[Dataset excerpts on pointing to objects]

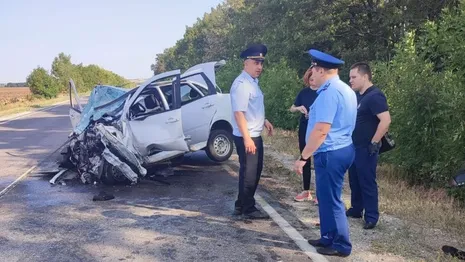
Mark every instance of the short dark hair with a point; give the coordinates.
(363, 68)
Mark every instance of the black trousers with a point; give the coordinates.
(250, 170)
(307, 171)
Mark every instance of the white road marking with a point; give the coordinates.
(308, 249)
(5, 120)
(4, 191)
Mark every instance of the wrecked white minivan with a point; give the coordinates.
(120, 133)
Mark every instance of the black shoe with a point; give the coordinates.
(351, 213)
(327, 251)
(316, 243)
(256, 215)
(369, 225)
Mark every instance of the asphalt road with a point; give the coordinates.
(187, 220)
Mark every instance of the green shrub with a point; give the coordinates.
(42, 84)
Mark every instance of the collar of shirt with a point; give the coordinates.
(249, 77)
(327, 83)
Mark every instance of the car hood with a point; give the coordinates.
(103, 100)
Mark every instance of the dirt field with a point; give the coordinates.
(13, 94)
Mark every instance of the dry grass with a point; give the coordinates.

WHAT YOU HAVE TO DO >> Please lay out the rows from the line that contains "Mark every instance of the collar" through the end of the rows, both included, as a numbered list, leaving out any blank lines.

EXERCISE ANSWER >>
1. Mark every instance of the collar of shirt with a point; give the coordinates.
2. (249, 77)
3. (327, 83)
4. Mark every instance of the car hood with a point; give the coordinates.
5. (103, 100)
6. Mark every instance of the dirt field with a point; give the coordinates.
7. (13, 94)
8. Mark every instance of the dry grass with a point; give the coordinates.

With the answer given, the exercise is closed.